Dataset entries
──────────
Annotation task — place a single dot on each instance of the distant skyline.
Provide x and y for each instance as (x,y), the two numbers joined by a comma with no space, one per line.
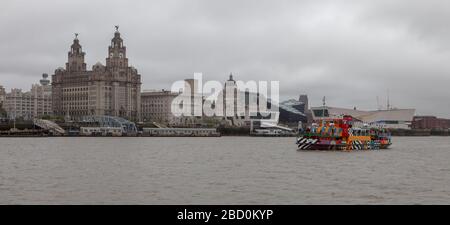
(349,51)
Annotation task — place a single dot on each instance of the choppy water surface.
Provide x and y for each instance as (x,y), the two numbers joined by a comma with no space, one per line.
(226,170)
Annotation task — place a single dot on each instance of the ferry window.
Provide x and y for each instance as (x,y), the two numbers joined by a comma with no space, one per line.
(321,113)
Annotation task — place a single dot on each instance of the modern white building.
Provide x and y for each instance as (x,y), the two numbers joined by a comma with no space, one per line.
(156,106)
(393,118)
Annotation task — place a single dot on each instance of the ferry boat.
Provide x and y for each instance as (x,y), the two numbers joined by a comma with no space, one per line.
(342,133)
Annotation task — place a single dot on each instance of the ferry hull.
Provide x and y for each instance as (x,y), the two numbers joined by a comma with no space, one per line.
(323,145)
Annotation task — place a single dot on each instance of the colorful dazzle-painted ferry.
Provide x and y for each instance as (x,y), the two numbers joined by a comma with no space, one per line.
(342,133)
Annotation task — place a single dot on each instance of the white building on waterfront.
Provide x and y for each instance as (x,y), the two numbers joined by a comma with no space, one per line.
(156,106)
(392,118)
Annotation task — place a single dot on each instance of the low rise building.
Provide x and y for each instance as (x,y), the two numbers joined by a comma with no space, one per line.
(430,122)
(156,106)
(392,119)
(31,104)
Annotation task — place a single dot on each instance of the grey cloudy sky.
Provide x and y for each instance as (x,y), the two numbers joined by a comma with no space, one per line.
(349,51)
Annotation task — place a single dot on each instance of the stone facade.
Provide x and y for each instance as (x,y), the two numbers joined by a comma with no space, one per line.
(112,89)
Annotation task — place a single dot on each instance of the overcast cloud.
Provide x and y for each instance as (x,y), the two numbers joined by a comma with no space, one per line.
(349,51)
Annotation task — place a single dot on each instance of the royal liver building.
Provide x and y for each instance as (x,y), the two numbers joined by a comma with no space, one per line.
(112,89)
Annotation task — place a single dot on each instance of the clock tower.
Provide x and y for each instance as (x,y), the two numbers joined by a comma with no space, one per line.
(117,57)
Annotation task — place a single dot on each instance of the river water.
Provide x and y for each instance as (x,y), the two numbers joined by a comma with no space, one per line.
(226,170)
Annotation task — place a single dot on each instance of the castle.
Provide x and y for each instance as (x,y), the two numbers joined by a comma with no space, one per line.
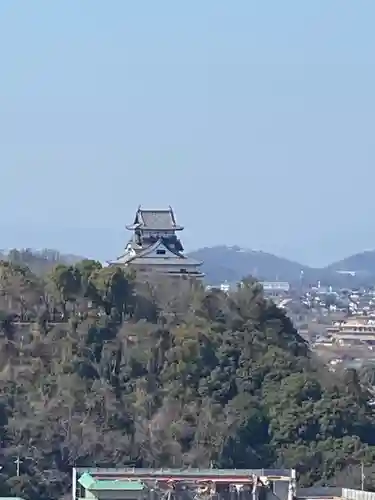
(155,247)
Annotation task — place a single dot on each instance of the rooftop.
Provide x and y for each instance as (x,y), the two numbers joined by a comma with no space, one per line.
(90,483)
(155,219)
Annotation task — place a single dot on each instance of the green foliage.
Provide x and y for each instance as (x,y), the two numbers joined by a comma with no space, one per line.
(97,368)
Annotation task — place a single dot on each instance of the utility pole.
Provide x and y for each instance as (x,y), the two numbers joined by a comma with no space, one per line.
(18,462)
(362,477)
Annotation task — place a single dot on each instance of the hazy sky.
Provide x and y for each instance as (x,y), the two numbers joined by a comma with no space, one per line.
(254,119)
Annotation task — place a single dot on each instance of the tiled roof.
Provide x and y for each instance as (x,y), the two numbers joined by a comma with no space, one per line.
(157,219)
(173,261)
(90,483)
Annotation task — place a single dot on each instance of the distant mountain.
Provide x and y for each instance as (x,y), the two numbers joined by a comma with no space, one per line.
(360,263)
(231,264)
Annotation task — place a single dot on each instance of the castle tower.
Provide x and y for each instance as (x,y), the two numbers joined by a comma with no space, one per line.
(155,246)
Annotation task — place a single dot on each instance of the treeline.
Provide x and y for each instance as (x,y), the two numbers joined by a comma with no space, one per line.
(163,373)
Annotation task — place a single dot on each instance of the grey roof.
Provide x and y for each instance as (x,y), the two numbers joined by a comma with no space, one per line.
(173,261)
(155,219)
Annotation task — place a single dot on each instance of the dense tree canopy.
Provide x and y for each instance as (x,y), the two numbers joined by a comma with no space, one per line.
(98,368)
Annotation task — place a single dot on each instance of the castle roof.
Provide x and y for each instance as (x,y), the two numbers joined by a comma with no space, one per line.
(157,220)
(147,256)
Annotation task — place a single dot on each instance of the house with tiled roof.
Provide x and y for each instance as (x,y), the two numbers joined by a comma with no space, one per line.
(155,246)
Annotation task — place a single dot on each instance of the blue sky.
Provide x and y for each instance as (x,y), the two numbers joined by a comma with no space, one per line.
(253,119)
──────────
**Required action**
Filter the data for the string "white". Copy each matching line.

**Solution for this exercise**
Annotation task — place a single dot on each instance of the modern white building.
Annotation task — place a single dot on each instance of the white building on waterfront.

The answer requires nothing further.